> [What to produce]:
Can you render the lines as a Markdown table with columns Row and Line, starting at the line that contains "of the gray" and stopping after the last line, with blank lines left out?

> [Exercise materials]:
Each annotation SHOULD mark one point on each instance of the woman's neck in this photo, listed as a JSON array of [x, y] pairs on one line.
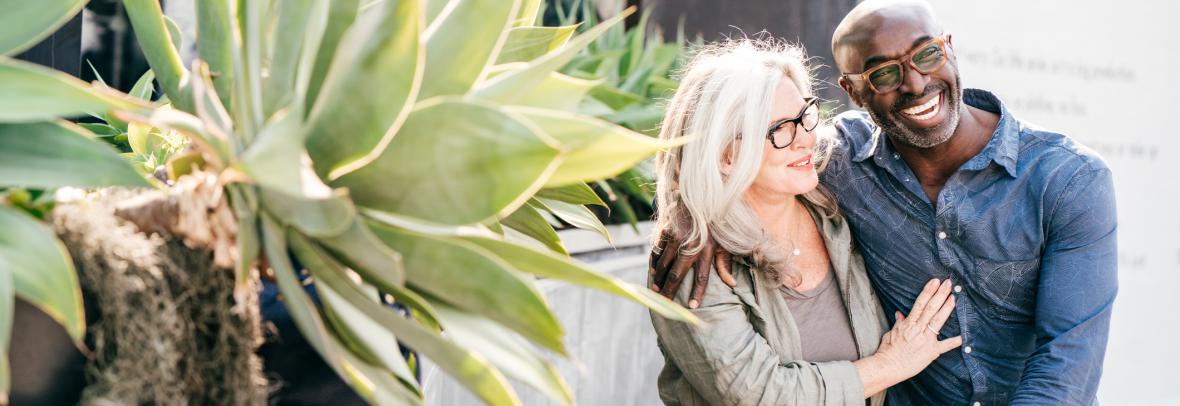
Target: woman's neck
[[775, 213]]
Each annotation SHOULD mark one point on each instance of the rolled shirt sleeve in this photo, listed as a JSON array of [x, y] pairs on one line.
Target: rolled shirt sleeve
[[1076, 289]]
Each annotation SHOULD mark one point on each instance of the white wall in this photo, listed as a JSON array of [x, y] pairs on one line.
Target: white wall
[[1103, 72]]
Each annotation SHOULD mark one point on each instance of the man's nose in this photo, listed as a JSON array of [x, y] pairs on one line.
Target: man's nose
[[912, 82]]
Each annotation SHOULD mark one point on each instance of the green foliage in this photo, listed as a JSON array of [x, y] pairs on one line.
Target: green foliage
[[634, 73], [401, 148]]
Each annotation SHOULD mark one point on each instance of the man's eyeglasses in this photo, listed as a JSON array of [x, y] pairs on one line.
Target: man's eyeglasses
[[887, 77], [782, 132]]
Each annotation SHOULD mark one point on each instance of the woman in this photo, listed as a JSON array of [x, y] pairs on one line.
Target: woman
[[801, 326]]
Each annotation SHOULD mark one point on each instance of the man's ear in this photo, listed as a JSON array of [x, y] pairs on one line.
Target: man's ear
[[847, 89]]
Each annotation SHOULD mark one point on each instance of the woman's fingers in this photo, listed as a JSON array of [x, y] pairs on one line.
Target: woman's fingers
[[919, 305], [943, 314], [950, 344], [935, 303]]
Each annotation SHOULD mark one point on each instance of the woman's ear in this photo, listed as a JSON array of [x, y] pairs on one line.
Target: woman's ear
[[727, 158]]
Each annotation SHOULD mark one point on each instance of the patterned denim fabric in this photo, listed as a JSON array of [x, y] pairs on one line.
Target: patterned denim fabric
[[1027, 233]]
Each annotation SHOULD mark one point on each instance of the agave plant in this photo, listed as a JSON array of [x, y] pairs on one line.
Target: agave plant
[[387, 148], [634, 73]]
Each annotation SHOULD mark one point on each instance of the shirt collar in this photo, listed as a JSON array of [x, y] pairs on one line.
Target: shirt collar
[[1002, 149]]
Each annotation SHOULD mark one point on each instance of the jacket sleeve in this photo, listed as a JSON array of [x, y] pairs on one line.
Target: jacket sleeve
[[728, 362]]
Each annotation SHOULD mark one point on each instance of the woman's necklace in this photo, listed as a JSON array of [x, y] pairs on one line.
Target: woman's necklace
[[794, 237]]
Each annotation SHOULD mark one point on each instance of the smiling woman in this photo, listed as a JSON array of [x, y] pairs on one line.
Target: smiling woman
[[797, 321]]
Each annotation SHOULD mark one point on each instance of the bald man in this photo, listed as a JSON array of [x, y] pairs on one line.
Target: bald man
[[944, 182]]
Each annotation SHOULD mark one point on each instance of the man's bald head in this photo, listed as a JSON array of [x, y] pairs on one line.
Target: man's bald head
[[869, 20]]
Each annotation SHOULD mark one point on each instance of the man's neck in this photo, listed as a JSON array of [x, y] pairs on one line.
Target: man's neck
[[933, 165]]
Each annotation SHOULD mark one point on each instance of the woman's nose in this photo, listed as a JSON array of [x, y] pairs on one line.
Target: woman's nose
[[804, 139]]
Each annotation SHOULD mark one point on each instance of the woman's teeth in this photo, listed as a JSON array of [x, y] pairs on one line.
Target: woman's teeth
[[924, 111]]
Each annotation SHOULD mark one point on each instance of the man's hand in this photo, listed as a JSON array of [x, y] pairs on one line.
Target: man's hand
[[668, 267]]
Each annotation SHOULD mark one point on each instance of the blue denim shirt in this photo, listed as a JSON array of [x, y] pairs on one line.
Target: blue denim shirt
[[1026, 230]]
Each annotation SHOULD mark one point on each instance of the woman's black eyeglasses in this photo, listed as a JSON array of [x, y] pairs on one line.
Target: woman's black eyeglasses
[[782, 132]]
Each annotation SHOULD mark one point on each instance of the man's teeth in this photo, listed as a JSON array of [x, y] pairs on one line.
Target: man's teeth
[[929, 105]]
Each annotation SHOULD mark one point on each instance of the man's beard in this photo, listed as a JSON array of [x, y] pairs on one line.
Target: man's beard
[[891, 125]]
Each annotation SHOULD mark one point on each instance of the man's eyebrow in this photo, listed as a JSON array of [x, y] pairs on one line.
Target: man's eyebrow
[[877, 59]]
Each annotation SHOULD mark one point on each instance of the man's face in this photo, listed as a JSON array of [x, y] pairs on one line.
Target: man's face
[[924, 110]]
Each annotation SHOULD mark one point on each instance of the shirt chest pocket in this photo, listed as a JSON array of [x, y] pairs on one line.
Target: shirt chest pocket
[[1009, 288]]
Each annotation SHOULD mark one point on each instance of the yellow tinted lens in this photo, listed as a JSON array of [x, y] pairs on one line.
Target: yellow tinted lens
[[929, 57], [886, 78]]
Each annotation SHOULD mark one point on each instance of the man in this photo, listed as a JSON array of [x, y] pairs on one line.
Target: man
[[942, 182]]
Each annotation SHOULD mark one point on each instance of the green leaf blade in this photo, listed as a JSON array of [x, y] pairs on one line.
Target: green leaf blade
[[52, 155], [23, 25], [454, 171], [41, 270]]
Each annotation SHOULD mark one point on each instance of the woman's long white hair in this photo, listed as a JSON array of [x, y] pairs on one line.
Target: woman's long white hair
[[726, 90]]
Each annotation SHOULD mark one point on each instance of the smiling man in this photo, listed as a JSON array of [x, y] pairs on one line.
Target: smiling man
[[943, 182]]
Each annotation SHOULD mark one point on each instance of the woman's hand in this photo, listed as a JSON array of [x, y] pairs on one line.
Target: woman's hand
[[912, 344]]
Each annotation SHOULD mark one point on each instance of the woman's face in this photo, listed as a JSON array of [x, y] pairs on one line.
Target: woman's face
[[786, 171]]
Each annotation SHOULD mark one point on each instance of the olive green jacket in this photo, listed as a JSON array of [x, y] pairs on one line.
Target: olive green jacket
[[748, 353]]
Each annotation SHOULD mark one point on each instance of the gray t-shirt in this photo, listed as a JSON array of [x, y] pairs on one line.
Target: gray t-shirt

> [Expected answer]:
| Row | Line |
|---|---|
| 1 | Each annotation SHOULD mark one point on each instance of the gray t-shirt in this photo, listed as a JSON array of [x, y] pairs on one line. |
| 2 | Target: gray t-shirt |